* _WHAT IS BEING ASKED_
From the Filesystem RSS post below, pull out the passage starting at "The extra space" and ending at "complicated for this.", word for word.

---- SUPPLIED PASSAGE

Filesystem RSS
The file server in my flat, Eliza, got upgraded from 2TB to 4TB storage over the weekend. A most glorious undertaking, resulting in the power supply no longer actually fitting into the case and, instead, being left just beside it. Although, that's probably doing wonders for the air circulation.
The extra space allowed for me to catch up on adding the latest batch of CDs to the music collection. However, the collection is no so large it's getting difficult to actually spot what's new. So, at the suggestion of a friend (and various idea from them along the way), I created an RSS feed of the music being added
inotify
As it's all running under Linux, my first stop was inotify, the file system notification API. It has one very, very major flaw - it's non-recursive, so you have to watch ever folder in order to be notified. It does notify you of folders being created, but it's perfectly possible for the files to be written into them before you have time to create a watch. And the libraries I found, which were excellent otherwise, did not mark any files it found in the folder as just created. Now, I didn't have the will to start writing anything complicated for this.
Polling
Doing a direct poll of a folder structure that big is a waste of resources. However, I found a very efficient method of doing it - using the unix program 'find' to get a list of all the (relevant) files. If you have one list stored already, you can perform a diff to see what files have been added or removed, giving me all the information needed for generating a basic RSS feed.

--------
---- GIVEN INFORMATION

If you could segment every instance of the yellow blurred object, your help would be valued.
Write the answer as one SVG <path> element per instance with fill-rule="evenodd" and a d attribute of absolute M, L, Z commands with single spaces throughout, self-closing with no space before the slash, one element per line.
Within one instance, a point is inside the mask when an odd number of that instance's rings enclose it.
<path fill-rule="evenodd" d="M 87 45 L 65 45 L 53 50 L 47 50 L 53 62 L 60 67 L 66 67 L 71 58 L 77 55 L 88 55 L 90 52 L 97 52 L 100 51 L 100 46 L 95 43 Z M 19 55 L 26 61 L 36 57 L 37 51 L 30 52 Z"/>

--------

* _ANSWER TO THIS EXERCISE_
The extra space allowed for me to catch up on adding the latest batch of CDs to the music collection. However, the collection is no so large it's getting difficult to actually spot what's new. So, at the suggestion of a friend (and various idea from them along the way), I created an RSS feed of the music being added
inotify
As it's all running under Linux, my first stop was inotify, the file system notification API. It has one very, very major flaw - it's non-recursive, so you have to watch ever folder in order to be notified. It does notify you of folders being created, but it's perfectly possible for the files to be written into them before you have time to create a watch. And the libraries I found, which were excellent otherwise, did not mark any files it found in the folder as just created. Now, I didn't have the will to start writing anything complicated for this.